Please render the lines from the one containing "target=hockey net" through the end of the dataset items as a Markdown table with the columns Row and Line, one row per line with blank lines left out.

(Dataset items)
----

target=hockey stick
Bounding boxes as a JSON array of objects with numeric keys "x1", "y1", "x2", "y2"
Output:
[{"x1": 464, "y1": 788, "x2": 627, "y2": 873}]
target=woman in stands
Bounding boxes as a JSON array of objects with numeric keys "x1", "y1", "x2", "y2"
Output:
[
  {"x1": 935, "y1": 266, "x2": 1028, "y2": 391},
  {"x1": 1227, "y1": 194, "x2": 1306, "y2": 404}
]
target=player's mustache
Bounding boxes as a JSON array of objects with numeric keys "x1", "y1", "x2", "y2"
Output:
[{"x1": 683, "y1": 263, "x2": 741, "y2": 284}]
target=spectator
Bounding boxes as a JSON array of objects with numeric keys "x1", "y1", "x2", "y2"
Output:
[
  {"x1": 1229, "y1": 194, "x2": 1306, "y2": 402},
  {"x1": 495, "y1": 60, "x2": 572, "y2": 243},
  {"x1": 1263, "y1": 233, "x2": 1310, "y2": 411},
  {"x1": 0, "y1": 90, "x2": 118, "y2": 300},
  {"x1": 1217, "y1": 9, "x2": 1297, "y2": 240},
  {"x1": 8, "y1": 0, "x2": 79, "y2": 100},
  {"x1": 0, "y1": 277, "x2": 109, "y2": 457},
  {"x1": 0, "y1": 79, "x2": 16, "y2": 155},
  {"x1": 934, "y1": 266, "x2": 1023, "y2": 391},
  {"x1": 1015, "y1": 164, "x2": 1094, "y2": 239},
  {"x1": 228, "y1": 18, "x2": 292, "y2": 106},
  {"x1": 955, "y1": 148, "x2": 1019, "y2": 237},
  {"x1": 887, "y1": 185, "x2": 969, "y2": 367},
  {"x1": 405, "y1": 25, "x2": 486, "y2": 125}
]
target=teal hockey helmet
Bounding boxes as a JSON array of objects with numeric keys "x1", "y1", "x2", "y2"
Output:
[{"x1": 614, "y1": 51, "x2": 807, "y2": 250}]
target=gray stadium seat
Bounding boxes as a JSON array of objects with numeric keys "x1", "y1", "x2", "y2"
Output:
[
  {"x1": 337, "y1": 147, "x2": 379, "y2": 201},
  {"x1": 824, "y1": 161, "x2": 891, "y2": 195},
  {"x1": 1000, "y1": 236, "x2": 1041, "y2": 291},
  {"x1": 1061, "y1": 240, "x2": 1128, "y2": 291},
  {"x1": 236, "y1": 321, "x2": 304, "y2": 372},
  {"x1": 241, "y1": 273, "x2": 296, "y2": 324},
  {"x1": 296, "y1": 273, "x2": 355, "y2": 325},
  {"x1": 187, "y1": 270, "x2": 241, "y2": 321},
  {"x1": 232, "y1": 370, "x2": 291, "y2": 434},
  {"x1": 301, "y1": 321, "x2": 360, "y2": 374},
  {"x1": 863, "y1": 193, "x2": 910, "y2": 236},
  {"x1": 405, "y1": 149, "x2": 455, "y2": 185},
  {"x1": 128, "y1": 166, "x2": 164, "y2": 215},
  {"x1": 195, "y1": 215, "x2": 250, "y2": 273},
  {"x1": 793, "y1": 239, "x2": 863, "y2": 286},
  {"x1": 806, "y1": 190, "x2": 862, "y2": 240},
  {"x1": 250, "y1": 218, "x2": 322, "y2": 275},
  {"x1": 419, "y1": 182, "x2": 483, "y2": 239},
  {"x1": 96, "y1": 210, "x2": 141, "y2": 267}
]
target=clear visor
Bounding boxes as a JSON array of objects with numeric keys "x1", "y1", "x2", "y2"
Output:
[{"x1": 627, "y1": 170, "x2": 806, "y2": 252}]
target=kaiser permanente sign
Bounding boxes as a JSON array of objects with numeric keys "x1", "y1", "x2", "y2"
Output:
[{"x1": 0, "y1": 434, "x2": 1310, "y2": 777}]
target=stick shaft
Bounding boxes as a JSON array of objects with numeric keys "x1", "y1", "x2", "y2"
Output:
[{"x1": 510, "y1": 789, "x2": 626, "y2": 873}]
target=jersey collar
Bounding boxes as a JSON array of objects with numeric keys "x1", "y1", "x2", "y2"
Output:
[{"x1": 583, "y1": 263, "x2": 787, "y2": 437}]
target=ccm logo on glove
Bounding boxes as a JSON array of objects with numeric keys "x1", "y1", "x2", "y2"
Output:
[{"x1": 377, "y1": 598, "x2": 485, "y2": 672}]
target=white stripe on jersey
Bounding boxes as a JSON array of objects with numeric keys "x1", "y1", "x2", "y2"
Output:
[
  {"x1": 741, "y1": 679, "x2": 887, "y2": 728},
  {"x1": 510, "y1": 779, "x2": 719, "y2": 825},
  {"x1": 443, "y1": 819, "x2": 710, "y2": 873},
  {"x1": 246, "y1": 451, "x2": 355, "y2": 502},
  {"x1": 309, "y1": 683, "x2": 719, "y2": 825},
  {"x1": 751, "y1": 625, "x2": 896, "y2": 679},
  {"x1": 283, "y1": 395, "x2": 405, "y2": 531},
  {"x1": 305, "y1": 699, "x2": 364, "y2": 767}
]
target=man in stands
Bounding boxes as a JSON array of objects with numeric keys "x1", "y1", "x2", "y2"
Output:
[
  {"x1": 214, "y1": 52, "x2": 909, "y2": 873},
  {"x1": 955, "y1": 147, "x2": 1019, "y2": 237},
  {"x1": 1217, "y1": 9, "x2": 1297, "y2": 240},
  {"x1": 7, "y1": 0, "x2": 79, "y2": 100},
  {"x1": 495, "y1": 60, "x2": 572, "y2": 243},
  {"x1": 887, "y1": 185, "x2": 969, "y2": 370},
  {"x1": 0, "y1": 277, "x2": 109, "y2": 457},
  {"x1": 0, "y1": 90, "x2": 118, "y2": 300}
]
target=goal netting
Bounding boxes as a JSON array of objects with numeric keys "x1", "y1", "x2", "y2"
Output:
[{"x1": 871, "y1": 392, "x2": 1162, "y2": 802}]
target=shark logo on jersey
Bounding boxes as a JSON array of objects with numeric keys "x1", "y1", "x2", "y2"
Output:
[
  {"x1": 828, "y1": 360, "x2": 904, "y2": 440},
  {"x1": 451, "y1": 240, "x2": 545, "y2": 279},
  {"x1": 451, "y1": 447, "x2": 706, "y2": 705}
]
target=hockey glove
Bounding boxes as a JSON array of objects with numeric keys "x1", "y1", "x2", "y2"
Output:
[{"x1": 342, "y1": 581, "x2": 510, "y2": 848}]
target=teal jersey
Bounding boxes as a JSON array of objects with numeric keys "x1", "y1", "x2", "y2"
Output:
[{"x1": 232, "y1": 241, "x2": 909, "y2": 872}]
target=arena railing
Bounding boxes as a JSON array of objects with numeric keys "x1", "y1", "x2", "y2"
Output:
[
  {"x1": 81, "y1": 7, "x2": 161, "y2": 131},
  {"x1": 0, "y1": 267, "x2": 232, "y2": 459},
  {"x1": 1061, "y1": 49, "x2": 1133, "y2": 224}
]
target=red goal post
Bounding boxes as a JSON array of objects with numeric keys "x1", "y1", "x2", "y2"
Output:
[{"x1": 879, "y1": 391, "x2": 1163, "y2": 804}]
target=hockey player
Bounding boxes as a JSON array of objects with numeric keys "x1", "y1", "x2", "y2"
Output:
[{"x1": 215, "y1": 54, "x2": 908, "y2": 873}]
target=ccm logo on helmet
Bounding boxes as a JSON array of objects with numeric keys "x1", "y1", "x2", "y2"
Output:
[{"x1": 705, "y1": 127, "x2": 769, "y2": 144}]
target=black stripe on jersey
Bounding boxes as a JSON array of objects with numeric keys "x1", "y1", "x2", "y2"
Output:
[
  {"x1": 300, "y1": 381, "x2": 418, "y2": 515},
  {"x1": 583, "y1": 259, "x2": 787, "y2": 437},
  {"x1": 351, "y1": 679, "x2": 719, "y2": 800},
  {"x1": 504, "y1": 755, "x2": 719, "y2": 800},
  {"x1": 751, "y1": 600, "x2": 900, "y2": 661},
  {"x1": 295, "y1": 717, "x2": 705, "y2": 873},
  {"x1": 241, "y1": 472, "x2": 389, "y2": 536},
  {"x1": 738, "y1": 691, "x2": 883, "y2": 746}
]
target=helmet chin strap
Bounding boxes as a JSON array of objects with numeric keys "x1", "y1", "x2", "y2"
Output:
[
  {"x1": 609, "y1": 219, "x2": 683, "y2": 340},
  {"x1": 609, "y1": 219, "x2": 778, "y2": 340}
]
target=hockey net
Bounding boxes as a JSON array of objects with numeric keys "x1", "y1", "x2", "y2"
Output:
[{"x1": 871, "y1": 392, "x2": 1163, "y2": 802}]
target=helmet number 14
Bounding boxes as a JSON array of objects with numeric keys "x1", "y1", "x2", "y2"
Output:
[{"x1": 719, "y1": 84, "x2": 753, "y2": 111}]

----

### Task solution:
| Row | Line |
|---|---|
| 1 | target=hockey net |
| 2 | Bounding boxes as a JSON array of objects with numeric keys "x1", "y1", "x2", "y2" |
| 3 | Output: |
| 4 | [{"x1": 871, "y1": 392, "x2": 1163, "y2": 802}] |
| 5 | target=helmet number 14 |
| 6 | Bounding boxes as a JSON array of objects with numeric keys "x1", "y1", "x2", "y2" |
| 7 | Output: |
| 8 | [{"x1": 719, "y1": 84, "x2": 753, "y2": 111}] |